[Point annotation records]
★ ★ ★ ★

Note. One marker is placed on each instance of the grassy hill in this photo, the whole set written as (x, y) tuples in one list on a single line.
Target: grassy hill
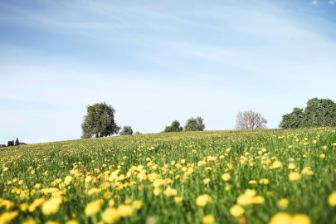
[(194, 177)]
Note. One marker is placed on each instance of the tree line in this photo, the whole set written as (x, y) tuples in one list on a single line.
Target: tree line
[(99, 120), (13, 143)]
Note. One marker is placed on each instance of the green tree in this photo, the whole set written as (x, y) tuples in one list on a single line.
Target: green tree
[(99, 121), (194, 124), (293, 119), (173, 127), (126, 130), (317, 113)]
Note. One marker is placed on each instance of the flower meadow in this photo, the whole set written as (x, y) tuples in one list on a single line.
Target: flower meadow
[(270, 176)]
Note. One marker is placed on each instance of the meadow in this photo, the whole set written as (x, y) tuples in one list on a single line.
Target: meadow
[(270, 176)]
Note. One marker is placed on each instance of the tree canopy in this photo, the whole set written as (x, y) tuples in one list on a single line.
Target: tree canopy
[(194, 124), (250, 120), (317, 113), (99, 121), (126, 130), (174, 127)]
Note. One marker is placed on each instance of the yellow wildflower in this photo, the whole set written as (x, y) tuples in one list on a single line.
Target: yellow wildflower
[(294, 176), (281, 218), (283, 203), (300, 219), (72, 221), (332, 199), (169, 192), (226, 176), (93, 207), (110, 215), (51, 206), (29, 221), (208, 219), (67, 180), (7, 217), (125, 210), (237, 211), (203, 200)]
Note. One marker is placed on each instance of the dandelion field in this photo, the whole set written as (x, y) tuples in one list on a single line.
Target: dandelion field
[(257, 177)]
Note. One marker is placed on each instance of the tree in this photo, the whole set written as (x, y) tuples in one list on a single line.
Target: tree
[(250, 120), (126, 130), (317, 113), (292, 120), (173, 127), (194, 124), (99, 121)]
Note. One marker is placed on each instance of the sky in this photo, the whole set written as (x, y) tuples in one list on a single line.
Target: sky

★ ★ ★ ★

* Task goal
Quote word for word the lines of the items above, starting with the line that contains "Note. One marker is placed on each instance of the dandelion" and going on through the line that contains "[(257, 177)]". Include both of those lines.

* Completed exercise
Note. One marker is placed on each instance of the dandelion field in this photo, the whole set written as (x, y) tuples in one list on a single line.
Target: dandelion field
[(257, 177)]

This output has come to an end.